▶ **Material supplied**
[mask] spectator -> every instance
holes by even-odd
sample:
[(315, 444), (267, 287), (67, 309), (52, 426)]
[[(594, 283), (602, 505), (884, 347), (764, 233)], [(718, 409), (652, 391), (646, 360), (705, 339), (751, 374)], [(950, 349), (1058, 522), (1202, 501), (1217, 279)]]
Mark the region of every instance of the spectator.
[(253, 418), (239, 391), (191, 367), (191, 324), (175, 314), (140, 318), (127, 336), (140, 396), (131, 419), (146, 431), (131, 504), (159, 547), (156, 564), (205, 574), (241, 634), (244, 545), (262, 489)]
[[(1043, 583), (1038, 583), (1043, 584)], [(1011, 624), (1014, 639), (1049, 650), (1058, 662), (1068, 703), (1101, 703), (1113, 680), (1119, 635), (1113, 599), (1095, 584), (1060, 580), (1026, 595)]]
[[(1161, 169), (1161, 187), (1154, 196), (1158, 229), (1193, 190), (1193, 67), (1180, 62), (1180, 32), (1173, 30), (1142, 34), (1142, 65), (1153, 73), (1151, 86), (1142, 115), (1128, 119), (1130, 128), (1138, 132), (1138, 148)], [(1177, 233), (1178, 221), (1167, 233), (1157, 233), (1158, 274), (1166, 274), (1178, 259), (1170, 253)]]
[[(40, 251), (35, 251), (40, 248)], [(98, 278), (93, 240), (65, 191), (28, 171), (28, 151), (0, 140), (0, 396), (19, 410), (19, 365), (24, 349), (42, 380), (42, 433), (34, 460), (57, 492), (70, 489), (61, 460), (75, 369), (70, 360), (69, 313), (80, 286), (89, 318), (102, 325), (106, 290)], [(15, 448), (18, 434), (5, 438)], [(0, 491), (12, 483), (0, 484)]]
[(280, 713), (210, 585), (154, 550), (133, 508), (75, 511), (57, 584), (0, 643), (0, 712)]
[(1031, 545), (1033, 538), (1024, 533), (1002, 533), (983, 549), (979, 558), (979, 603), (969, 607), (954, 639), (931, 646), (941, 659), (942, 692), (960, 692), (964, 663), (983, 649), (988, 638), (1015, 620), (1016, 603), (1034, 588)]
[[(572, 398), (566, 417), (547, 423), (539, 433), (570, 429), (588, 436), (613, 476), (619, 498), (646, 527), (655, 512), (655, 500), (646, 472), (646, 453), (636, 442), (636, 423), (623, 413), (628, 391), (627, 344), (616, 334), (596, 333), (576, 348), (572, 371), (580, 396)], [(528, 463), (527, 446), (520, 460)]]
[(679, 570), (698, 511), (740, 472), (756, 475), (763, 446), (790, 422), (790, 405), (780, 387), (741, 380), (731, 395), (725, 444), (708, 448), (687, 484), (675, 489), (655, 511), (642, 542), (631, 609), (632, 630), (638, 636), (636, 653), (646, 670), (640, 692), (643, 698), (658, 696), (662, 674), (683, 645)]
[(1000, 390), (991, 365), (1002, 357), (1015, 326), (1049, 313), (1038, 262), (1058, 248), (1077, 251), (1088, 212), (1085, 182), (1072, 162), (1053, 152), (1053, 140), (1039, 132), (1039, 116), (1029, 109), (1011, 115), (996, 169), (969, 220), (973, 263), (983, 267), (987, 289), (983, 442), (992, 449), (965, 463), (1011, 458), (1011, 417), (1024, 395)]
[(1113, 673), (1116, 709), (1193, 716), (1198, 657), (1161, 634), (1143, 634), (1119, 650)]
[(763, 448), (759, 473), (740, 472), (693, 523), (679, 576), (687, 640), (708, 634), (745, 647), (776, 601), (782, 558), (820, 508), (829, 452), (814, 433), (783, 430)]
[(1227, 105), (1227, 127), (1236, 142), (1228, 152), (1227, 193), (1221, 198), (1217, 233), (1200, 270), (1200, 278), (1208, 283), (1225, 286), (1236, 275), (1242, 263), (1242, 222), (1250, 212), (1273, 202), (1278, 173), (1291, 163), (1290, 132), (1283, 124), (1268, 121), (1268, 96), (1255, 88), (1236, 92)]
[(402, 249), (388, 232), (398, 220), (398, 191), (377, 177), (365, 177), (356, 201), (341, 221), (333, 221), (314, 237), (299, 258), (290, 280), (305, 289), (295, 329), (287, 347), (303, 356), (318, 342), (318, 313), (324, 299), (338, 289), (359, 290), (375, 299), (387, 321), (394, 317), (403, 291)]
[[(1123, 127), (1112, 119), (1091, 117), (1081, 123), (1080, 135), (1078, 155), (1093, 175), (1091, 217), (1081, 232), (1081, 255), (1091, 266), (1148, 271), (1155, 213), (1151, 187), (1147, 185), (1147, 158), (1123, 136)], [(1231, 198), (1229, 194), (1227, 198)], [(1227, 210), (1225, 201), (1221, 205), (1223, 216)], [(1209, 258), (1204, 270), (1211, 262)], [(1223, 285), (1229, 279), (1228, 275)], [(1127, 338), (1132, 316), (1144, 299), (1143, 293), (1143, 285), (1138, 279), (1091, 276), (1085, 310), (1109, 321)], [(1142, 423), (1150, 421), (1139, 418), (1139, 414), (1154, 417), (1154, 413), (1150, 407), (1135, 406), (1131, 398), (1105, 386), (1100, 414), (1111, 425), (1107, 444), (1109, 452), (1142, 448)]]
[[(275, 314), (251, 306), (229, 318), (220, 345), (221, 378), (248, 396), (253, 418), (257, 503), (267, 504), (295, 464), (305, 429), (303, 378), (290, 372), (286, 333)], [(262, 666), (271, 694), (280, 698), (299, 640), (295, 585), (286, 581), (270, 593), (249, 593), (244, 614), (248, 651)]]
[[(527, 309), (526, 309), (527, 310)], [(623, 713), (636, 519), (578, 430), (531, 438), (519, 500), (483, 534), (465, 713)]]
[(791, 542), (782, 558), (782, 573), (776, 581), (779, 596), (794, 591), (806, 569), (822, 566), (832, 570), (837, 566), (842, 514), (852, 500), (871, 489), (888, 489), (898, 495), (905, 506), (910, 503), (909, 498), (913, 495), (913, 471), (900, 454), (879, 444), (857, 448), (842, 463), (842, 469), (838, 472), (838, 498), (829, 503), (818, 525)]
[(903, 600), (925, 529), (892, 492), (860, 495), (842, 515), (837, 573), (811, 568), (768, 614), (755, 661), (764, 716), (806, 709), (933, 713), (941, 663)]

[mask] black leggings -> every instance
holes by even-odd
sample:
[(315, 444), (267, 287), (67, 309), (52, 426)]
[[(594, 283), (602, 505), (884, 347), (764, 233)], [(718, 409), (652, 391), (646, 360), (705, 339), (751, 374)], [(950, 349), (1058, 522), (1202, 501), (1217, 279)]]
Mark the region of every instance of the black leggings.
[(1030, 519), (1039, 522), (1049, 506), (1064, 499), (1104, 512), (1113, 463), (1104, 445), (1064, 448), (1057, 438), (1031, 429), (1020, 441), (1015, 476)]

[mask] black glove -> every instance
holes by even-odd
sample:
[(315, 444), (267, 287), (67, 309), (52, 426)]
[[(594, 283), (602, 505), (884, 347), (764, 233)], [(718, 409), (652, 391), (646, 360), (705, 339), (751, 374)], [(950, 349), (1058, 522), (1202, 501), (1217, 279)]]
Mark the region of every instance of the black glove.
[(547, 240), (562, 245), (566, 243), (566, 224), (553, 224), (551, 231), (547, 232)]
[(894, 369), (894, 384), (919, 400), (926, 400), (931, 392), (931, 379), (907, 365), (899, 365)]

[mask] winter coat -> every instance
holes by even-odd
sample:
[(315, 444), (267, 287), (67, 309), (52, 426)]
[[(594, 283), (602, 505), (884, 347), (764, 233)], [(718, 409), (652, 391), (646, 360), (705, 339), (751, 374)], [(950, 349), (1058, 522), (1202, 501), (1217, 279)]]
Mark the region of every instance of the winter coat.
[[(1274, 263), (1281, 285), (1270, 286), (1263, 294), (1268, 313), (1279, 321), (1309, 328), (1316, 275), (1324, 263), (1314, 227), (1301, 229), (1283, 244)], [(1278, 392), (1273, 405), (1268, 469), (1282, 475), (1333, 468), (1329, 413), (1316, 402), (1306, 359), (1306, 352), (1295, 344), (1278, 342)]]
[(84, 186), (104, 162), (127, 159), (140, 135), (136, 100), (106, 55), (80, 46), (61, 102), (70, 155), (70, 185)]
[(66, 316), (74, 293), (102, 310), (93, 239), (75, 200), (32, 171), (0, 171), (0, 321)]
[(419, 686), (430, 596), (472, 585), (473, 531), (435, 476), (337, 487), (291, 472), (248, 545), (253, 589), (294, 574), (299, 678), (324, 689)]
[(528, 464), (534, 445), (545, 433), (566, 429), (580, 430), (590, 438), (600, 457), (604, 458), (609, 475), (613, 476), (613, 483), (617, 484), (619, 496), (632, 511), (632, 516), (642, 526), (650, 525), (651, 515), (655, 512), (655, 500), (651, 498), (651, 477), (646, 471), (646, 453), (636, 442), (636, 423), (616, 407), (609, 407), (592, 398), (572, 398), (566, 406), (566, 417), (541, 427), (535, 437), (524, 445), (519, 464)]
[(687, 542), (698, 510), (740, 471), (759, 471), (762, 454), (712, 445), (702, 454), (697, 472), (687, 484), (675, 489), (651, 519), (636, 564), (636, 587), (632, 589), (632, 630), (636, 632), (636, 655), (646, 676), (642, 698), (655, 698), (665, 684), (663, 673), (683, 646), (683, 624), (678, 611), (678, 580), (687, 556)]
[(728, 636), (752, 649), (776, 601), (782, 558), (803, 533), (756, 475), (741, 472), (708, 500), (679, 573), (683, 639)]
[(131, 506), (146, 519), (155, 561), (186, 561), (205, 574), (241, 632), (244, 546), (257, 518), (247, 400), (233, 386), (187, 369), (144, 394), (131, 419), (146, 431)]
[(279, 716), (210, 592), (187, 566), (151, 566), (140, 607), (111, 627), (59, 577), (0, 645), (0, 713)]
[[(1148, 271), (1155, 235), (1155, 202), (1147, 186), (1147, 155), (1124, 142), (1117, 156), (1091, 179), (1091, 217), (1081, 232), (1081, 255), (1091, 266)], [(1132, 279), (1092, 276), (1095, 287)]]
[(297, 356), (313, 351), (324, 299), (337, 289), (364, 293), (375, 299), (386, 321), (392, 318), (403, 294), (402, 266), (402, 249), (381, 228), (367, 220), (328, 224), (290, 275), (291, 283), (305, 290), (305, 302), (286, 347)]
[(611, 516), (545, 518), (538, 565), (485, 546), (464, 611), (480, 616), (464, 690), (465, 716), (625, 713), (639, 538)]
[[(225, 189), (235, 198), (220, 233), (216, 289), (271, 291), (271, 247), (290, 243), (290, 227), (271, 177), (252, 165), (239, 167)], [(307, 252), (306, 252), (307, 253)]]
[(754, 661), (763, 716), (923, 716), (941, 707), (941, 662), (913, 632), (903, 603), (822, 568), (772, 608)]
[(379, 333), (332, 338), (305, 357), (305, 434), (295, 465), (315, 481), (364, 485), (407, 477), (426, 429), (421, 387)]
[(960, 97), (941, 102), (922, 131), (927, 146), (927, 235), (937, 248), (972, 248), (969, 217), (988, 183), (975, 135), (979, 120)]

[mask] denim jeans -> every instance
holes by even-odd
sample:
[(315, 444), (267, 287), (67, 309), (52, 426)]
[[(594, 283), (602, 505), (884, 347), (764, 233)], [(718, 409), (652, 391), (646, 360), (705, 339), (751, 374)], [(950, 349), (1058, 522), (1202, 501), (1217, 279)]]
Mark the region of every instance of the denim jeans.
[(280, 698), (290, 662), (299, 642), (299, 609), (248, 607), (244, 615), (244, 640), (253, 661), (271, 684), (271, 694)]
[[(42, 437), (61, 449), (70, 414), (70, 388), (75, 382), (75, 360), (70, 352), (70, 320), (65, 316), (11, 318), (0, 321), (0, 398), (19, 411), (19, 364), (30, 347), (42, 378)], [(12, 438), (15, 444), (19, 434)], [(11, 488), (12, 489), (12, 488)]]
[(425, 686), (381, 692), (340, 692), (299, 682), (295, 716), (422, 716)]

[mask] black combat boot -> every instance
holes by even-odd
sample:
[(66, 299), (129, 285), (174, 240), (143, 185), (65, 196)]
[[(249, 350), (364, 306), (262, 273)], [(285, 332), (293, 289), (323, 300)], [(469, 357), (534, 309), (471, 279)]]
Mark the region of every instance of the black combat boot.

▶ **To be done**
Give the stretch from the start of the entries through the line containing "643), (0, 712)]" as a Markdown table with the columns Row and Line, numbering each line and leaving out blank lines.

▶ **Exercise result**
| Row | Line |
|---|---|
| 1 | [mask] spectator -> every instance |
| 2 | holes by even-odd |
| 3 | sample: |
| 4 | [(315, 444), (267, 287), (67, 309), (52, 426)] |
| 5 | [[(594, 283), (602, 505), (884, 347), (764, 233)], [(718, 409), (652, 391), (646, 360), (705, 339), (751, 374)], [(950, 349), (1058, 522), (1202, 501), (1217, 279)]] |
| 6 | Mark the region of every instance of the spectator. |
| 7 | [(253, 418), (239, 391), (191, 367), (191, 324), (175, 314), (140, 318), (127, 336), (140, 396), (131, 419), (146, 431), (131, 504), (159, 547), (156, 564), (205, 574), (241, 634), (244, 545), (262, 489)] |
| 8 | [[(1043, 583), (1038, 583), (1043, 584)], [(1011, 624), (1014, 639), (1049, 650), (1058, 662), (1068, 703), (1101, 703), (1113, 680), (1119, 635), (1113, 599), (1095, 584), (1060, 580), (1026, 595)]] |
| 9 | [[(1161, 169), (1161, 187), (1154, 196), (1158, 229), (1193, 190), (1193, 67), (1180, 62), (1180, 32), (1173, 30), (1142, 34), (1142, 65), (1153, 73), (1151, 86), (1142, 115), (1128, 119), (1130, 128), (1138, 132), (1138, 148)], [(1177, 233), (1178, 221), (1167, 233), (1157, 233), (1158, 274), (1166, 274), (1178, 259), (1170, 253)]] |
| 10 | [[(40, 251), (35, 251), (40, 248)], [(98, 278), (93, 240), (65, 191), (28, 171), (28, 151), (0, 140), (0, 396), (19, 410), (19, 365), (24, 349), (42, 380), (42, 433), (34, 460), (57, 492), (70, 489), (61, 460), (75, 369), (70, 360), (69, 313), (80, 286), (89, 318), (102, 325), (106, 290)], [(15, 448), (18, 434), (5, 438)], [(0, 491), (12, 483), (0, 484)]] |
| 11 | [(280, 713), (210, 585), (154, 550), (133, 508), (75, 511), (57, 584), (0, 643), (0, 712)] |